Selected extract =
━━━━━━

# Complex Document Classification
For a more complex document classification task, we can consider using a larger dataset and a neural network model, such as a Convolutional Neural Network (CNN) or a Long Short-Term Memory (LSTM) network. These models are well-suited for text classification tasks, especially when dealing with large datasets.


**for simple document classification ---> using TF-IDF & Naive Bayes Classifier**


**for complex document classification ---> using Long Short-Term Memory (LSTM)**

One such dataset is the "Jigsaw Multilingual Toxic Comment Classification" dataset available on Kaggle. It contains comments from various online platforms and is labeled for toxicity. However, for this example, I will use a simpler dataset due to accessibility and ease of use in an example. Let's use the "IMDb Movie Reviews" dataset, which is large and commonly used for text classification tasks. It contains movie reviews, labeled as positive or negative.




In [1]:
# Setup and Data Loading
# Import necessary libraries
import numpy as np
import tensorflow as tf
from tensorflow.keras.preprocessing import sequence
from tensorflow.keras.models import Sequential
from tensorflow.keras.layers import Dense, Embedding, LSTM
from tensorflow.keras.datasets import imdb

# Set parameters for the dataset and model
max_features = 20000  # number of words to consider as features
maxlen = 80  # cut texts after this number of words
batch_size = 32

# Load the IMDb dataset
print("Loading data...")
(x_train, y_train), (x_test, y_test) = imdb.load_data(num_words=max_features)
print(len(x_train), 'train sequences')
print(len(x_test), 'test sequences')

# Pad sequences for consistency
print('Pad sequences (samples x time)')
x_train = sequence.pad_sequences(x_train, maxlen=maxlen)

━━━━━━

Data extracts =

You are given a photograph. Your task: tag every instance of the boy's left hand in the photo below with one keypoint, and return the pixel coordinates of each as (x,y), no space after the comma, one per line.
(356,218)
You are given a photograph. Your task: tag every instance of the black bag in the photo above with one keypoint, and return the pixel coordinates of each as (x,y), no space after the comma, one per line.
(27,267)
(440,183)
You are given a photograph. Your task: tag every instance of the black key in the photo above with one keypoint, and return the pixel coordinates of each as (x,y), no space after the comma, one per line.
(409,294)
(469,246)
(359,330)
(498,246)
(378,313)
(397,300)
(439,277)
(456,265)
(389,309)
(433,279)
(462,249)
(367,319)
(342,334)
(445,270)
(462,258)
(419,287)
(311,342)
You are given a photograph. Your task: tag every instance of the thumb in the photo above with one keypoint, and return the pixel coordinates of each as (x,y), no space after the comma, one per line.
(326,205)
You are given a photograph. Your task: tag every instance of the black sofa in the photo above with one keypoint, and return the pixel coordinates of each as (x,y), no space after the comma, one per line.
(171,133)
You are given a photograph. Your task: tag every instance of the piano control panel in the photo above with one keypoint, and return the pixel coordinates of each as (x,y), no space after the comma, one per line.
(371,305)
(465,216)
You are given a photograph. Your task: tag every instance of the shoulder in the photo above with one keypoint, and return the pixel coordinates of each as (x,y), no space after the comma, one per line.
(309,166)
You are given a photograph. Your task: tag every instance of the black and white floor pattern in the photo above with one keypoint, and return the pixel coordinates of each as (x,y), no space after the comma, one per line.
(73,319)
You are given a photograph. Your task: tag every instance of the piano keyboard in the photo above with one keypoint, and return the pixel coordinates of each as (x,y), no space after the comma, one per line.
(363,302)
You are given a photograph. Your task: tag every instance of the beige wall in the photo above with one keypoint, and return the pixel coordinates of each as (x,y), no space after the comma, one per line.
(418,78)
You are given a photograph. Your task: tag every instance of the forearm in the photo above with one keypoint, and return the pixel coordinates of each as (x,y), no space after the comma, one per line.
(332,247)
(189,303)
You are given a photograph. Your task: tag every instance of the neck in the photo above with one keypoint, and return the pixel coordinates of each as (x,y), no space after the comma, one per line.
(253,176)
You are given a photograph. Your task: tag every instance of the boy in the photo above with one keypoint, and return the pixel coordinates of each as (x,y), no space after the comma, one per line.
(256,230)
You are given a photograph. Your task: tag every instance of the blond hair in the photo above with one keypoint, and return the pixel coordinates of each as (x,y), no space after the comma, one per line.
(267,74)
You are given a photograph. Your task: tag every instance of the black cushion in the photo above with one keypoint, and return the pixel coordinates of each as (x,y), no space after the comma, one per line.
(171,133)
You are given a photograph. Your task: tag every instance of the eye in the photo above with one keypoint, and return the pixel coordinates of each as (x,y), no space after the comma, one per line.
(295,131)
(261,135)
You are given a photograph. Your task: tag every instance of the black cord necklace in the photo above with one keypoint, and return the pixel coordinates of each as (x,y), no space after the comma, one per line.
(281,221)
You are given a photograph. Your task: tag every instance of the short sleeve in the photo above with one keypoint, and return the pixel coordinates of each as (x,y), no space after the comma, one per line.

━━━━━━

Assignment 1 = Repeat the document classification text from "# Set parameters" to "y_test) = imdb.load_data(num_words=max_features)".
Assignment 2 = Which dataset does the document classification text pick for its example?
Assignment 3 = Carry the document classification text on from its last line.

Task answer 1 =
# Set parameters for the dataset and model
max_features = 20000  # number of words to consider as features
maxlen = 80  # cut texts after this number of words
batch_size = 32

# Load the IMDb dataset
print("Loading data...")
(x_train, y_train), (x_test, y_test) = imdb.load_data(num_words=max_features)

Task answer 2 = The "IMDb Movie Reviews" dataset.

Task answer 3 =
x_test = sequence.pad_sequences(x_test, maxlen=maxlen)
print('x_train shape:', x_train.shape)
print('x_test shape:', x_test.shape)


Loading data...
Downloading data from https://storage.googleapis.com/tensorflow/tf-keras-datasets/imdb.npz
25000 train sequences
25000 test sequences
Pad sequences (samples x time)
x_train shape: (25000, 80)
x_test shape: (25000, 80)


In [2]:
# Building the LSTM Model

# LSTM model architecture
print('Building model...')
model = Sequential()
model.add(Embedding(max_features, 128))
model.add(LSTM(128, dropout=0.2, recurrent_dropout=0.2))
model.add(Dense(1, activation='sigmoid'))

# Compile the model
model.compile(loss='binary_crossentropy',
              optimizer='adam',
              metrics=['accuracy'])


Building model...




In [3]:
# Training the Model
# Train the model
print('Train...')
model.fit(x_train, y_train,
          batch_size=batch_size,
          epochs=15,
          validation_data=(x_test, y_test))


Train...
Epoch 1/15
Epoch 2/15
Epoch 3/15
Epoch 4/15
Epoch 5/15
Epoch 6/15
Epoch 7/15
Epoch 8/15
Epoch 9/15
Epoch 10/15
Epoch 11/15
Epoch 12/15
Epoch 13/15
Epoch 14/15
Epoch 15/15


<keras.src.callbacks.History at 0x7aade21c71f0>

In [4]:
# Evaluating the Model
# Evaluate the model
score, acc = model.evaluate(x_test, y_test,
                            batch_size=batch_size)
print('Test score:', score)
print('Test accuracy:', acc)


Test score: 1.0700082778930664
Test accuracy: 0.813319981098175


Here are some common types of visualizations for model evaluation:

- Training and Validation Loss over Epochs:

This line chart shows the training and validation loss over each training epoch. It helps you assess whether your model is overfitting or underfitting.

- Training and Validation Accuracy over Epochs:

Similar to the loss chart, this line chart displays the training and validation accuracy over each epoch. It helps you understand how well your model is performing on the training and validation data.

- Confusion Matrix:

A confusion matrix is a table that helps you visualize the performance of a classification model. It shows the number of true positives, true negatives, false positives, and false negatives. You can create a heatmap to display this information.

- ROC Curve and AUC:

If your problem is binary classification, you can create a Receiver Operating Characteristic (ROC) curve and calculate the Area Under the Curve (AUC). This curve helps you evaluate the trade-off between true positive rate and false positive rate at different thresholds.

- Precision-Recall Curve:

This curve is useful for imbalanced datasets and shows the trade-off between precision and recall at different thresholds. It helps you choose an appropriate threshold for your classification task.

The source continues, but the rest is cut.